→ **Written instruction 1**
Repeat word for word the passage of the Ind AS carve-outs text from "The phrase ‘unless" up to and including "26 of Ind AS 28.".
→ **Written instruction 2**
Summarize the Ind AS carve-outs text in two sentences.

→ **Selected extract**

The Ind As have been prepared by NACAS and with its recommendation submitted to MCA.NACAS adopted due consultative proposed of hosting the draft Ind As insisting comments/suggestions and therefore after deliberated with industries representative in NACAS. The finally recommended Ind AS have the following carve outs. These carve outs have been made to fill up the gap/differences in application of Accounting Principles Practices and economic conditions prevailing in India.
1. Ind AS 21-The Effects of Changes in Foreign Exchange Rates
It requires recognition of exchange differences arising on translation of monetary items from foreign currency to functional currency directly in profit or loss.
Ind AS 21 permits an option to recognise exchange differences arising on translation of certain long-term monetary items from foreign currency to functional currency directly in equity. In this situation, Ind AS 21 requires the accumulated exchange differences to be amortised to profit or loss in an appropriate manner.
2. Ind AS 28- Investment in Associates
1. Paragraph 25 require that difference between the reporting period of an associate and that of the investor should not be more than three months, in any case.
The phrase ‘unless it is impracticable’ has been added in the relevant requirement i.e., paragraph 25 of Ind AS 28.
2. IAS 28 requires that for the purpose of applying equity method of accounting in the preparation of investor’s financial statements, uniform accounting policies should be used. In other words, if the associate’s accounting policies are different from those of the investor, the investor should change the financial statements of the associate by using same accounting policies.
The phrase, ‘unless impracticable to do so’ has been added in the relevant requirements i.e., paragraph 26 of Ind AS 28.
3. Ind AS 32- Financial Instruments in Presentation Part,
A Carve out is an exception has been included to the definition of ‘financial liability’ in paragraph 11 (b) (ii), Ind AS 32 to consider the equity conversion option embedded in a convertible bond denominated in foreign currency to acquire a fixed number of entity’s own equity instruments as an equity instrument if the exercise price is fixed in any currency. This exception is not provided in IAS 32.
4. Ind AS 39- Financial Instruments: Recognition and Measurement
IAS 39 requires all changes in fair values in case of financial liabilities designated at fair value through Profit and Loss at initial recognition shall be recognised in profit or loss. IFRS 9 which will replace IAS 39 requires these to be recognised in ‘other comprehensive income’
A proviso has been added to paragraph 48 of Ind AS 39 that in determining the fair value of the financial liabilities which upon initial recognition are designated at fair value through profit or loss, any change in fair value consequent to changes in the entity’s own credit risk shall be ignored.
5. Ind AS 103, Business Combinations
IFRS 3 requires bargain purchase gain arising on business combination to be recognised in profit or loss.

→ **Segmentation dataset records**
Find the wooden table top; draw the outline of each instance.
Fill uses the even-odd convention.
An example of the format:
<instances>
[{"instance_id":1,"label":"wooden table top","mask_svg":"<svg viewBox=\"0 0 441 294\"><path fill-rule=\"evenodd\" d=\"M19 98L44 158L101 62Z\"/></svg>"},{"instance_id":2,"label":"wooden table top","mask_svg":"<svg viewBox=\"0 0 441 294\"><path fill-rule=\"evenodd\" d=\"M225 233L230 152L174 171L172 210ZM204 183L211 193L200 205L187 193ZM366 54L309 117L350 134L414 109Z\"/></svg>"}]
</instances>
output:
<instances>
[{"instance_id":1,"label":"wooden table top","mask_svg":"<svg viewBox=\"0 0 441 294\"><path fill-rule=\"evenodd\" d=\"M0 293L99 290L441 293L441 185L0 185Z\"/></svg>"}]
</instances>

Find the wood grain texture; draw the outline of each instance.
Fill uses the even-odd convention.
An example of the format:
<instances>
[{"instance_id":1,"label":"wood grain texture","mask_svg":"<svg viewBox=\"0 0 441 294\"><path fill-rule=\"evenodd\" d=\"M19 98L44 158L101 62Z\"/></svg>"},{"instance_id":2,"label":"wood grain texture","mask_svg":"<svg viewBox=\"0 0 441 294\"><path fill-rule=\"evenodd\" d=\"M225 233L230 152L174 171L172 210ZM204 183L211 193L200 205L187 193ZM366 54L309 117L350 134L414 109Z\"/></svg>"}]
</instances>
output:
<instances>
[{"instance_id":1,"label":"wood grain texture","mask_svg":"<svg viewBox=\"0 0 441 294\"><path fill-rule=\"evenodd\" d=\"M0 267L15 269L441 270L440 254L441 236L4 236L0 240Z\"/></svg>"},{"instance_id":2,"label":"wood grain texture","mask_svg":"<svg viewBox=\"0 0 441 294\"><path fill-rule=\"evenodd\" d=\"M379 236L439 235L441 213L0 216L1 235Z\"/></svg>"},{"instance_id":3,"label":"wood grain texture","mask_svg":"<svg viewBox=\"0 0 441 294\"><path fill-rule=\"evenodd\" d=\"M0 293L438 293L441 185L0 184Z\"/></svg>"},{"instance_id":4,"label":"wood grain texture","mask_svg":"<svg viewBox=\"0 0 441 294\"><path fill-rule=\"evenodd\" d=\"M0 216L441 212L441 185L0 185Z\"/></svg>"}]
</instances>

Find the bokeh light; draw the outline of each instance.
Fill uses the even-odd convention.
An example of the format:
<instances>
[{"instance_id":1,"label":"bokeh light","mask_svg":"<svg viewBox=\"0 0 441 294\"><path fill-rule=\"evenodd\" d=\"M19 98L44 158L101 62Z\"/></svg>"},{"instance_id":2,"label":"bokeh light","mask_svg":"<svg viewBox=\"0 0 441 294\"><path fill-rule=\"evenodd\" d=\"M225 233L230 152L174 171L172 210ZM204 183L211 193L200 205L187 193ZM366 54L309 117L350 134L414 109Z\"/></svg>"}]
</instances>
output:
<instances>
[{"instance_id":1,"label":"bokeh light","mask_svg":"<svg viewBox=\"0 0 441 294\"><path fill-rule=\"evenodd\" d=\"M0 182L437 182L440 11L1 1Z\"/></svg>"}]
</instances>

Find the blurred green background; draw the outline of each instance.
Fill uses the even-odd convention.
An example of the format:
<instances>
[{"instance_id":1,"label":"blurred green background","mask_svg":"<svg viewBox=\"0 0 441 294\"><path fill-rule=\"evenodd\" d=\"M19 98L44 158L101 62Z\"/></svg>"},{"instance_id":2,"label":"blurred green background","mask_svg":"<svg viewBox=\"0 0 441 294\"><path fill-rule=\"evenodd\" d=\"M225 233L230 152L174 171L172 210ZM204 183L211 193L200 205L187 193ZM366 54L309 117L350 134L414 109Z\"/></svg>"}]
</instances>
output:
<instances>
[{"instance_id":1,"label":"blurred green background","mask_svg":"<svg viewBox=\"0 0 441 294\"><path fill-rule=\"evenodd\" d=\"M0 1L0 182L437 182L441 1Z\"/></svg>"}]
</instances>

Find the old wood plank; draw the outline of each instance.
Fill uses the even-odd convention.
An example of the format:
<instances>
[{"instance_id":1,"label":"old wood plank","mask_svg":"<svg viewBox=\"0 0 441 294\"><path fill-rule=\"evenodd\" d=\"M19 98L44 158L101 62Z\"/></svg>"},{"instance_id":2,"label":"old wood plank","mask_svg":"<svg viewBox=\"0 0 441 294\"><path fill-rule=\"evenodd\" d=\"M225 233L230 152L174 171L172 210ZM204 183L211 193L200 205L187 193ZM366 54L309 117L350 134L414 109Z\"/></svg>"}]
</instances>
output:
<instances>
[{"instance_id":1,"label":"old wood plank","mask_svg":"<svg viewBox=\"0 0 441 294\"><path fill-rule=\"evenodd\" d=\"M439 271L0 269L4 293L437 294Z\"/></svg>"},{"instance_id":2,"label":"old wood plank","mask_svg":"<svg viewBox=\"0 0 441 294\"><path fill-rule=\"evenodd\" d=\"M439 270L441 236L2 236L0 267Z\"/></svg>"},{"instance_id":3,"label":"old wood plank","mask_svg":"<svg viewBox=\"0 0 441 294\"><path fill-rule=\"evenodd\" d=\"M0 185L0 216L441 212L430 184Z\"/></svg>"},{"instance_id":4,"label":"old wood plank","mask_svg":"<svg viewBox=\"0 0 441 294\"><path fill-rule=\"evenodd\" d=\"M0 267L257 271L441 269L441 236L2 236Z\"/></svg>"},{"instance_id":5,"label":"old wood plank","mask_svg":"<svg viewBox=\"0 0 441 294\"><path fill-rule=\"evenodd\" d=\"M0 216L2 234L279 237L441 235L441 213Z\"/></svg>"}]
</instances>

→ **Correct result 1**
The phrase ‘unless it is impracticable’ has been added in the relevant requirement i.e., paragraph 25 of Ind AS 28.
2. IAS 28 requires that for the purpose of applying equity method of accounting in the preparation of investor’s financial statements, uniform accounting policies should be used. In other words, if the associate’s accounting policies are different from those of the investor, the investor should change the financial statements of the associate by using same accounting policies.
The phrase, ‘unless impracticable to do so’ has been added in the relevant requirements i.e., paragraph 26 of Ind AS 28.

→ **Correct result 2**
The Ind AS were prepared by NACAS and submitted to the MCA with its recommendation, and they include carve outs meant to address differences in applying accounting principles and in the economic conditions prevailing in India. These include an option under Ind AS 21 to recognize exchange differences on certain long-term monetary items in equity, impracticability exceptions added to paragraphs 25 and 26 of Ind AS 28, an exception to the definition of financial liability in Ind AS 32 for certain foreign-currency convertible bonds, and a proviso in Ind AS 39 that fair value changes resulting from the entity's own credit risk be ignored.